• [EXERCISE GOAL]: Copy the part of the NAFTA 2018 opinion piece between "The new NAFTA is" and "workers and retirees.", inclusive, word for word.

• [SUPPLIED PASSAGE]:
= = = =

OPINION
NAFTA 2018: Devil’s in the unknown details
By LYNNE DODSON
(Oct. 2, 2018) — A new NAFTA?
We woke up Monday to hear that a new NAFTA has been negotiated; that all the United States, Mexico, and Canada are in; and that this new trade agreement will be good for workers.
Too soon to tell. According to AFL-CIO Trade Policy Specialist Celeste Drake, AFL-CIO President Richard Trumka, the USW, and the Teamsters International, there are too few details are in the text they reviewed to know whether or not the new trade deal will create good, high-wage jobs, protect the environment, and safeguard democracy. The text they received was incomplete — in draft form, important items unresolved, and no text around important issues like government procurement schedules.
The Washington Fair Trade Coalition released a white paper recently, calling on Congress to set clear, enforceable standards for new trade agreements that will raise the standard of living in the U.S. and in our trading partners’ nations. If the new NAFTA tweaks the edges and includes fine language, but no mechanism for monitoring or enforcement, it will just be more of the same. It will be yet another variation on a theme of trade deals that build the power and resources of multinational corporations and investors without improving the economy or making the lives of working people better.
The new agreement has improved labor rules, according to the AFL-CIO’s Drake. However, it is not clear how, or whether, the new rules will be monitored and enforced. It is also not clear whether or not Buy American policies will be strengthened or weakened.
The new NAFTA is worse in a lot of areas that matter to working people. Worse language on regulatory practices, financial services, affordable medicine, and privacy of personal data will provide new tools for Wall Street at the expense of workers and retirees.
The special access that multinational corporations have to a separate extra-judicial system– the investor-state dispute settlement or ISDS — has been partially reformed, but not enough.
“NAFTA 2018 would eliminate ISDS with Canada after three years (if they remain a party to the agreement),” Drake reports. She adds:
“For bilateral investment between the U.S. and Mexico, all investors would be able to access a pared down ISDS after exhausting local remedies and only on the basis of national treatment, most favored nation treatment, and direct expropriation. These are all improvements over the status quo. Full ISDS was retained for investors that have federal government contracts in the fields of oil, gas, power generation, telecommunications, transportation, roads, rail, canals, bridges, and dams, with investors in these sectors being eligible for access to the full suite of ISDS claims, including for alleged violations of the vague and ill-defined ‘minimum standard of treatment.’ These provisions continue to stratify access to justice, providing investors with special rights that are unavailable to working families. While restricted in NAFTA 2018, so long as any ISDS provisions are included in NAFTA, ISDS will continue to incentivize outsourcing, privilege foreign investors over local businesses, and ensure that gains of trade are not distributed equitably.”
That we still have too little information about the new NAFTA deal is another indication of the lack of transparency that continues to surround trade policy. Announcements that this is a “great deal” fall flat when the full text is not available for review and analysis by those most affected. While the AFL-CIO notes that U.S. Trade Representative Robert Lighthizer has incorporated some of labor’s advice, that is not the same as having a seat at the table while our futures are being debated and discussed.
The renegotiation of NAFTA gave an opportunity for our status-quo free trade deals to reset. It was, and still could be, a chance to rewrite the rules so that trade agreements raise the standard of living. There is too little detail in the new NAFTA to know whether or not that opportunity was taken.
Lynne Dodson is Secretary Treasurer of the Washington State Labor Council, AFL-CIO. She also serves on the Board of the Washington Fair Trade Coalition.

= = = =

• [DATA TO EXAMINE]:

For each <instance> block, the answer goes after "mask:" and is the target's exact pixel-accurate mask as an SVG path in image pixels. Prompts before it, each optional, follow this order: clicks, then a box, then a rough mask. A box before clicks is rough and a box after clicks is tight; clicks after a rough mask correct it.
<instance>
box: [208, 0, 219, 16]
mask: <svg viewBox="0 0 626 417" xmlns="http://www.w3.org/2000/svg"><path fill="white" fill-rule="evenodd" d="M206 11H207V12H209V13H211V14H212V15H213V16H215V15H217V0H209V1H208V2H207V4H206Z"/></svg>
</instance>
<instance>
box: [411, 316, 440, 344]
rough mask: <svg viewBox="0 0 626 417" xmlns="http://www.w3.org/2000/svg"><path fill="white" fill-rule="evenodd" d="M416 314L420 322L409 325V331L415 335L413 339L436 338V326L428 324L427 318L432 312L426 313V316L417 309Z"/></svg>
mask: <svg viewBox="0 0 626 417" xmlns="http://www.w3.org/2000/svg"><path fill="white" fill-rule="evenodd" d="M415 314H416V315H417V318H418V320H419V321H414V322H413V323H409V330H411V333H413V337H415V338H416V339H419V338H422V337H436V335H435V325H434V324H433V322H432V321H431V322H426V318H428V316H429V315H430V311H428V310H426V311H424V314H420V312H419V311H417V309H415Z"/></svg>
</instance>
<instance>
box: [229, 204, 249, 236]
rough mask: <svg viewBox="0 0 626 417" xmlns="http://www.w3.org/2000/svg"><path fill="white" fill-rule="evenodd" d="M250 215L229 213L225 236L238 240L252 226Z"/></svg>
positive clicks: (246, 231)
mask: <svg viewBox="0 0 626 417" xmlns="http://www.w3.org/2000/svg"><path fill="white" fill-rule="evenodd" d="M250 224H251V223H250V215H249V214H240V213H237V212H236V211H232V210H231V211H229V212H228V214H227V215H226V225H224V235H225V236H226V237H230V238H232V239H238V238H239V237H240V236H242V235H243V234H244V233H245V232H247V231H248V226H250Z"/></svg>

= = = =

• [RESULT OF THE TASK]:
The new NAFTA is worse in a lot of areas that matter to working people. Worse language on regulatory practices, financial services, affordable medicine, and privacy of personal data will provide new tools for Wall Street at the expense of workers and retirees.